> **Passage provided**:
================================
Dear Friends,
Have you ever had a time in your life in which everywhere
you turned, you seemed to hear the same message? I am currently in the thick of one of those
divine experiences…I am hearing “trust.”
It all started this summer when sickness
attacked one of my grandkids. About the
same time, two of my grandkids were diagnosed with learning disabilities. My heart warred with God! How could he let this happen to these sweet
kids?
In the mist of my battle with God, I visited my sister in
North Carolina, a relatively recent widow. As we hung out together over several days,
truth poured out of her heart. “My
husband is gone so all I can do is lean into Jesus.” “No, I don’t worry a lot. I know that Jesus will work it out.” As I pondered her words on the plane ride home
I asked myself, do I lean into Jesus or are there people and earthly things into
which I lean? Why do I worry so much
about my family and then find myself arguing with God? Do I trust
that Jesus will work things out for the good? As I poured over these questions, I realized
that the common theme was trust. The question begs: Do I really trust Jesus with my family?
================================
> **Data under study**:
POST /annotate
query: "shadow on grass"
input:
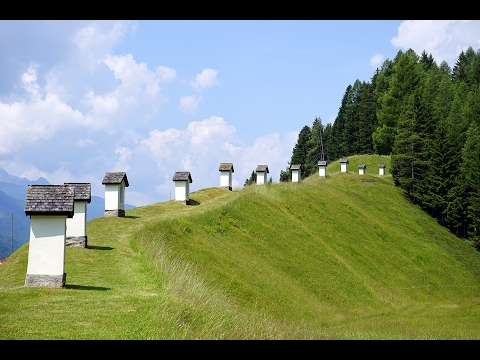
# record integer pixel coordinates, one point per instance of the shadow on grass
(99, 247)
(82, 287)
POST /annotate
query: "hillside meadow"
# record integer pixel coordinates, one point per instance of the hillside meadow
(326, 258)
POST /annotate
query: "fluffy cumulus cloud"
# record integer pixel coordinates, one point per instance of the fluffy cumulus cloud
(444, 39)
(203, 145)
(190, 103)
(206, 79)
(96, 39)
(96, 111)
(39, 115)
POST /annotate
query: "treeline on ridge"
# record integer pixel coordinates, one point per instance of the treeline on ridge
(426, 117)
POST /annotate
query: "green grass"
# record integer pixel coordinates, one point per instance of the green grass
(332, 258)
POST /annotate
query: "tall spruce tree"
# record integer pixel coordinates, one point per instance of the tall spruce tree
(470, 172)
(301, 148)
(403, 81)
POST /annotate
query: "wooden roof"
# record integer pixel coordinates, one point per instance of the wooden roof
(82, 191)
(226, 167)
(49, 200)
(115, 178)
(182, 176)
(262, 168)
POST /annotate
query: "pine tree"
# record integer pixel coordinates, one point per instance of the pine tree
(403, 81)
(470, 172)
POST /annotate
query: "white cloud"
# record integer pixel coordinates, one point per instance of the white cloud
(444, 39)
(38, 117)
(85, 142)
(124, 155)
(376, 60)
(190, 103)
(165, 73)
(96, 39)
(212, 130)
(207, 78)
(203, 145)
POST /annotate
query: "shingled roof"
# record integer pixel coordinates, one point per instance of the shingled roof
(226, 167)
(262, 168)
(115, 178)
(182, 176)
(49, 200)
(82, 191)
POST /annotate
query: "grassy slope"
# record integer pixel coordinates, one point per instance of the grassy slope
(332, 258)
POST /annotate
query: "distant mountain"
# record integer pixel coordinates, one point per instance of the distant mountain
(96, 208)
(13, 192)
(14, 224)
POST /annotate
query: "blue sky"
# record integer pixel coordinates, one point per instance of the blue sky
(82, 98)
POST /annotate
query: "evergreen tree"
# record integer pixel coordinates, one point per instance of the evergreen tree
(301, 148)
(403, 82)
(405, 161)
(252, 180)
(470, 171)
(316, 149)
(339, 128)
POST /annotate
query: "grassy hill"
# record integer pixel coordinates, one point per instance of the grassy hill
(332, 258)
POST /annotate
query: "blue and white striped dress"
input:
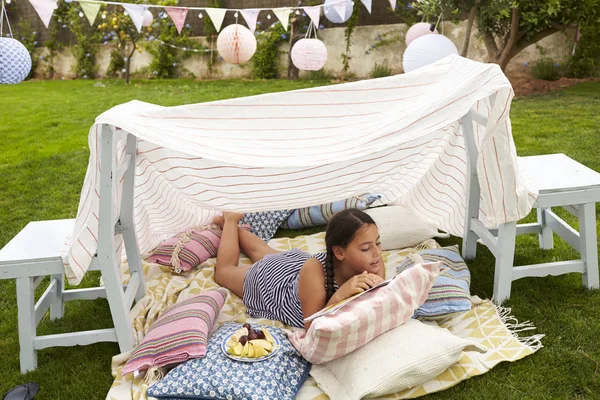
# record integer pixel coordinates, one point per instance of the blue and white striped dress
(271, 286)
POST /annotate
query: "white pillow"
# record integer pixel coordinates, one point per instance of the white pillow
(404, 357)
(400, 227)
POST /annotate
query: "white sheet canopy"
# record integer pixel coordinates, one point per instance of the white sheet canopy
(399, 136)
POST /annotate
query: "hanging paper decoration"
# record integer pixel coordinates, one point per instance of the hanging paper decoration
(178, 16)
(309, 54)
(148, 18)
(15, 62)
(418, 30)
(368, 4)
(314, 13)
(250, 16)
(284, 16)
(338, 12)
(236, 44)
(427, 50)
(136, 13)
(216, 16)
(90, 10)
(44, 8)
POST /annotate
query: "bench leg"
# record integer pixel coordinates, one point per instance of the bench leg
(546, 238)
(27, 328)
(588, 244)
(57, 308)
(504, 261)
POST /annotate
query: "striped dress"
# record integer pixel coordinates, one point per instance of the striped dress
(271, 286)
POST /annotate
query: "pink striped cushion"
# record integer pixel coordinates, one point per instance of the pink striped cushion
(334, 335)
(181, 333)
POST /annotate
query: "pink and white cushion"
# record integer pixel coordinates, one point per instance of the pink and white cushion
(334, 335)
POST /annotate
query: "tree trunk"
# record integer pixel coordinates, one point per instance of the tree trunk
(293, 72)
(470, 21)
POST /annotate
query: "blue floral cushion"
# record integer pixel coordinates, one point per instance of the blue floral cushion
(216, 376)
(450, 292)
(264, 224)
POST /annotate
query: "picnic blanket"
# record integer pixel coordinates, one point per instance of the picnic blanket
(485, 323)
(398, 136)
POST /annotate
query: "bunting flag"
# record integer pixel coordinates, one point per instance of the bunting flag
(44, 8)
(284, 16)
(314, 13)
(90, 10)
(178, 15)
(250, 16)
(368, 4)
(216, 16)
(340, 7)
(136, 13)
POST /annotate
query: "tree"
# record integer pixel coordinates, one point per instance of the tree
(509, 26)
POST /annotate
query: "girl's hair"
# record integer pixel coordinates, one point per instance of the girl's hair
(340, 232)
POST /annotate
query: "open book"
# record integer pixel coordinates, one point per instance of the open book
(334, 307)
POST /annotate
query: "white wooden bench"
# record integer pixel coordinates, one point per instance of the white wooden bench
(562, 182)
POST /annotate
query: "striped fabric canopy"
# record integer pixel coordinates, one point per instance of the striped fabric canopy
(398, 136)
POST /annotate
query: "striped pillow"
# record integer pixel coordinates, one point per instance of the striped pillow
(450, 292)
(180, 334)
(188, 249)
(334, 335)
(319, 215)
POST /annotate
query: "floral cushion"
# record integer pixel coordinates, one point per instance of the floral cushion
(216, 376)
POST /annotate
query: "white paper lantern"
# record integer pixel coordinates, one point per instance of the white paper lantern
(15, 62)
(309, 54)
(148, 18)
(332, 14)
(427, 50)
(236, 44)
(418, 30)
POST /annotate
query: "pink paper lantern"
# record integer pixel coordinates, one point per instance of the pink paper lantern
(418, 30)
(236, 44)
(148, 18)
(309, 54)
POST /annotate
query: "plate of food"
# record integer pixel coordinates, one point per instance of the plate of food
(250, 345)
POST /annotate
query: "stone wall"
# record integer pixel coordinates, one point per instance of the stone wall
(363, 58)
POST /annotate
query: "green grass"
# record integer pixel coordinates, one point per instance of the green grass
(43, 158)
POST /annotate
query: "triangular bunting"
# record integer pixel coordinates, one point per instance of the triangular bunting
(284, 16)
(367, 4)
(314, 13)
(216, 16)
(90, 10)
(44, 8)
(178, 15)
(136, 13)
(251, 16)
(340, 7)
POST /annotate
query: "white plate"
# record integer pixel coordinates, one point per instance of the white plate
(276, 347)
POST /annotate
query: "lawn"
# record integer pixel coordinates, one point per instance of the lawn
(43, 157)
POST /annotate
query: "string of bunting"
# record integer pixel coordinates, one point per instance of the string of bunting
(45, 9)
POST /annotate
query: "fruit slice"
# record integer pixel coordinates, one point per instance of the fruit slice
(262, 344)
(268, 336)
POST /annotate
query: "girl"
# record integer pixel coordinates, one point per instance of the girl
(292, 285)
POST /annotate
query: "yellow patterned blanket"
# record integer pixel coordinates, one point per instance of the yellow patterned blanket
(484, 323)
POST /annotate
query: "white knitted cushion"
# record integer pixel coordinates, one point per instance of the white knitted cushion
(400, 227)
(408, 355)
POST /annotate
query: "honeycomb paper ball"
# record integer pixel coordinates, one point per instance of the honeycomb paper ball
(15, 62)
(148, 18)
(418, 30)
(236, 44)
(331, 13)
(427, 50)
(309, 54)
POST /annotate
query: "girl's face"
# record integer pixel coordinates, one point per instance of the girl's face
(363, 253)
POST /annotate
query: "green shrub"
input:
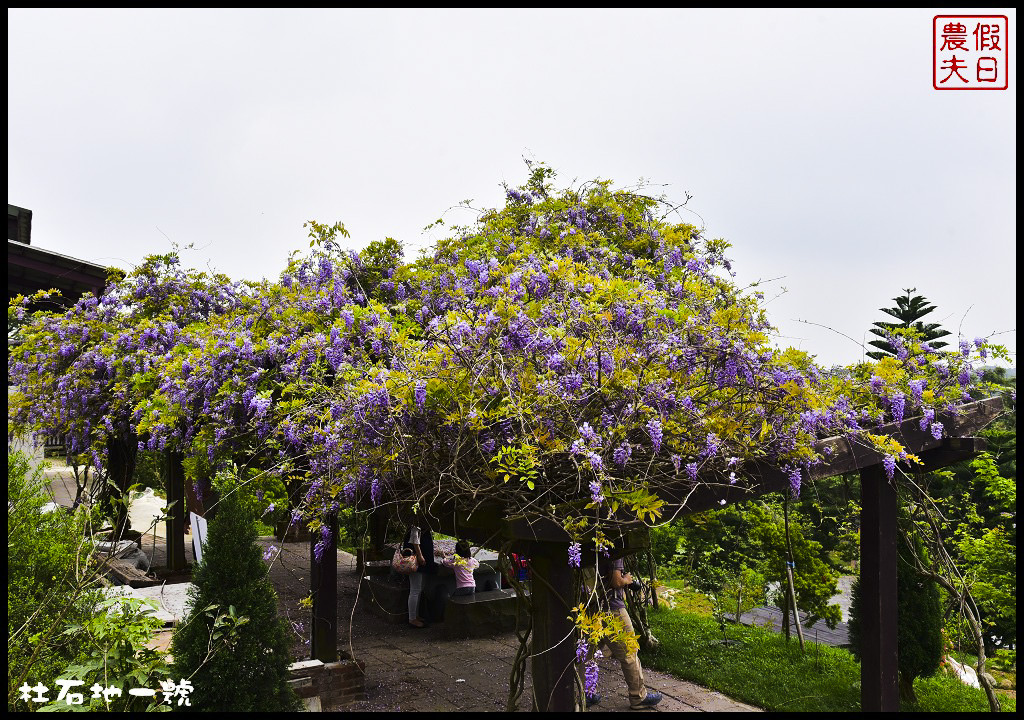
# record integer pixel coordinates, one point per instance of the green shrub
(232, 646)
(44, 553)
(920, 627)
(58, 626)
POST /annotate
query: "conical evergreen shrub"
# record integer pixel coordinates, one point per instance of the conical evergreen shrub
(919, 640)
(245, 670)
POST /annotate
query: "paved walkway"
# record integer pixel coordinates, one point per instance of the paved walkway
(421, 671)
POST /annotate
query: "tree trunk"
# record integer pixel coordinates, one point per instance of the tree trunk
(121, 455)
(906, 693)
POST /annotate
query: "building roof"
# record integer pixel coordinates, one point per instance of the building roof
(32, 268)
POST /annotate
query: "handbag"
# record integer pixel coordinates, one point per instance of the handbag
(403, 564)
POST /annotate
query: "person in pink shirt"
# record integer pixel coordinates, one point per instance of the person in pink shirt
(463, 563)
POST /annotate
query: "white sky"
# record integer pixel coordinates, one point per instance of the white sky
(813, 140)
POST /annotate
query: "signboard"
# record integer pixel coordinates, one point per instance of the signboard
(199, 535)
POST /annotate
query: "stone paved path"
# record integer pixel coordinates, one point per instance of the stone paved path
(421, 671)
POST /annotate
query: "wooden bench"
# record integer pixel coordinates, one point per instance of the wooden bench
(481, 613)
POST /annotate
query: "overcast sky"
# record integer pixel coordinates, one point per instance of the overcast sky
(812, 140)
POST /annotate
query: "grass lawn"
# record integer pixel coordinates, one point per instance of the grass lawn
(763, 670)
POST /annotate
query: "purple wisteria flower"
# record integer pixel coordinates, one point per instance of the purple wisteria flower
(890, 465)
(795, 481)
(927, 418)
(322, 543)
(918, 388)
(590, 677)
(654, 430)
(713, 445)
(622, 454)
(576, 554)
(897, 404)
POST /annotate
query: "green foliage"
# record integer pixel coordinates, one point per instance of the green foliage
(824, 679)
(44, 555)
(116, 636)
(909, 309)
(57, 626)
(920, 625)
(232, 646)
(716, 544)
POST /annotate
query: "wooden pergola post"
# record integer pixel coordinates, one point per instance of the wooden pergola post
(174, 475)
(879, 669)
(554, 636)
(324, 584)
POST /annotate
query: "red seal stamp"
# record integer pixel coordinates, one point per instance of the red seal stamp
(970, 52)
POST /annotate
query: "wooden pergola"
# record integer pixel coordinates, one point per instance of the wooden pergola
(546, 543)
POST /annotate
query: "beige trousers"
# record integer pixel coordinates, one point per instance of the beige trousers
(629, 661)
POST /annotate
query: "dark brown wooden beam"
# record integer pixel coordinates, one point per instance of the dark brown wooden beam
(554, 638)
(879, 662)
(324, 585)
(174, 474)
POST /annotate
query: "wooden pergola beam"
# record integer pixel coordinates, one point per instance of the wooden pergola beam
(546, 542)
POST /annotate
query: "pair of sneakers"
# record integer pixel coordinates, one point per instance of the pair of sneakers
(652, 699)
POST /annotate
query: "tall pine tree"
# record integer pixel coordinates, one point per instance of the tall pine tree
(244, 669)
(909, 309)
================================
> **What you should do**: Continue the letter about learning to trust Jesus with family, starting after its last sentence.

> **Expected output**:
Upon returning home, I was hit between the eyes again with trust. In the midst of studying Romans 4 with my
Life Group, Abraham was being used as an illustration of justification by faith
and not by works. God promised him that
he would be a father and his wife would conceive. But to his human perspective, he was an old
man and Sarah was post-menopausal. Now,
how is that going to work? The promise
is against all odds, all science, and all reason! Sarah was past child bearing years and had
been for several decades. In addition to
the impossibilities, Abraham was about 100 years old. With all odds against them, it seemed quite
impossible. However, God allowed Sarah
to conceive and have a child. What hit
me between the eyes was that Abraham and Sarah TRUSTED God to do what he said he would. And even though it made no sense to have a
child at that age, they trusted God
to work it out according to his covenant promise. It seems to me that at that time in their
lives, they were really leaning into God. Would I have done that? I must honestly say, I really don’t know. Will I trust Jesus with my family? I want to…
So what does this have to do with spending time in God’s
word for 20 minutes a day? When God
continually speaks a word like “trust” to me, it seems he wants me to listen
because he has a lesson to teach me. He
speaks through his people (my sister), his Word (Romans), and the Holy Spirit
(pondering and praying) and he desires me to listen. If I am not daily in his Word and praying, I
will regretfully miss what he has to teach me.
Do I fully trust God
with my family? Probably not fully, but I am getting encouragement and
instruction from his Word and I believe that my trust is developing. What
key theme is God showing you as you consistently spend time in his Word and in
prayer?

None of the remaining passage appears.